Sails propelled humanity around the globe for thousands of years, before being relegated mainly to recreational use over the last couple of hundred years by the development of steam technology and internal combustion engines, among other things, which developed more reliable propulsion across a wider range of conditions and use cases.

Fuel-burning ships have been phenomenally successful, opening up the global trade network we enjoy today, but we may not have seen the end of sails just yet. In response to the increasingly obvious consequences of climate change, a number of companies are working on ways to bring emissions-free sail propulsion back to the cargo shipping world, taking advantage of advanced materials, computer controls and some interesting new designs to take performance and speed to the next level.

The Oceanbird promises to use its five giant 80-meter retractable wingsails to reduce cargo shipping emissions by as much as 90 percent
The Oceanbird promises to use its five giant 80-meter retractable wingsails to reduce cargo shipping emissions by as much as 90 percent

The latest concept is the Oceanbird, a giant Pure Car and Truck Carrier capable of transporting up to 7,000 cars at an average speed of 10 knots on a North Atlantic crossing. That's not quite as quick as a conventional ship; you're looking at around 12 days instead of the typical 8, but the Oceanbird's four colossal 80-meter (260-ft) high extendable wing sails promise to reduce emissions by as much as 90 percent.

● Supplied information:

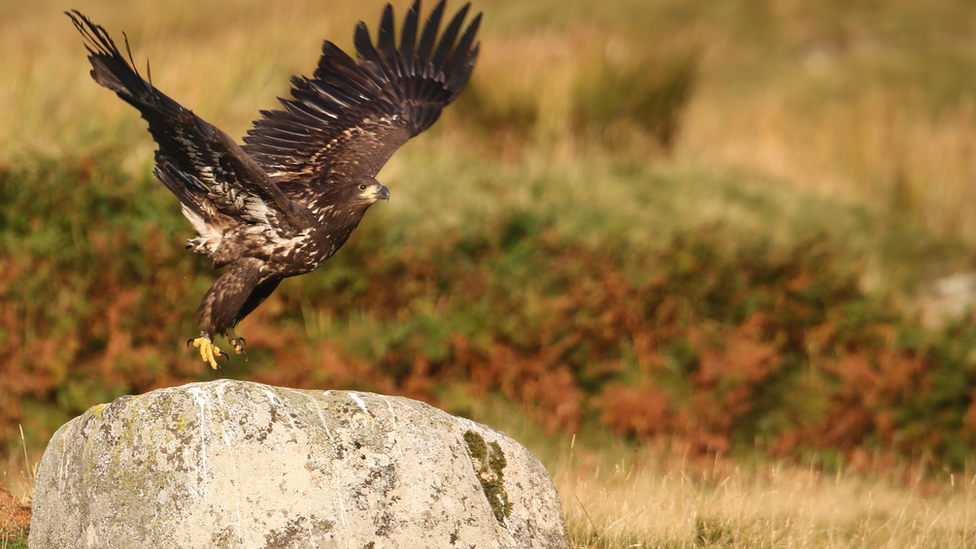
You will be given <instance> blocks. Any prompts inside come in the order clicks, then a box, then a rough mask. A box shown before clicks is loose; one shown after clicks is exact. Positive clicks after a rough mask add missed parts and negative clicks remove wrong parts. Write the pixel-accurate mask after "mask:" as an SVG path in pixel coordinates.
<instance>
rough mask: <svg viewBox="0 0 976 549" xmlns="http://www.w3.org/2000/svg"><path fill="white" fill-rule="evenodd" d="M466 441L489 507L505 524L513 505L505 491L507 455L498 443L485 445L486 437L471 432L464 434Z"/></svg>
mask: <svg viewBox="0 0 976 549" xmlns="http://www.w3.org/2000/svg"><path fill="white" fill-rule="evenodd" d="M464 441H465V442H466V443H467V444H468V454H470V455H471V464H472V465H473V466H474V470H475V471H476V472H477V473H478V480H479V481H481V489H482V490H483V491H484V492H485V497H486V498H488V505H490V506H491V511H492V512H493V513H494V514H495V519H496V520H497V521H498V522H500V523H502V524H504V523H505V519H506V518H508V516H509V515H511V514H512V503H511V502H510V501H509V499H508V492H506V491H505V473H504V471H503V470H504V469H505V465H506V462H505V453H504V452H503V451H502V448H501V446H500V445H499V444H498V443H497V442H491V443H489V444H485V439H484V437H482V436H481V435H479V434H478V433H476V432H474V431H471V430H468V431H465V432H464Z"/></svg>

● Action item: Copy out the whole text about sail-powered cargo ships word for word, with nothing left out or changed.

● Your response:
Sails propelled humanity around the globe for thousands of years, before being relegated mainly to recreational use over the last couple of hundred years by the development of steam technology and internal combustion engines, among other things, which developed more reliable propulsion across a wider range of conditions and use cases.

Fuel-burning ships have been phenomenally successful, opening up the global trade network we enjoy today, but we may not have seen the end of sails just yet. In response to the increasingly obvious consequences of climate change, a number of companies are working on ways to bring emissions-free sail propulsion back to the cargo shipping world, taking advantage of advanced materials, computer controls and some interesting new designs to take performance and speed to the next level.

The Oceanbird promises to use its five giant 80-meter retractable wingsails to reduce cargo shipping emissions by as much as 90 percent
The Oceanbird promises to use its five giant 80-meter retractable wingsails to reduce cargo shipping emissions by as much as 90 percent

The latest concept is the Oceanbird, a giant Pure Car and Truck Carrier capable of transporting up to 7,000 cars at an average speed of 10 knots on a North Atlantic crossing. That's not quite as quick as a conventional ship; you're looking at around 12 days instead of the typical 8, but the Oceanbird's four colossal 80-meter (260-ft) high extendable wing sails promise to reduce emissions by as much as 90 percent.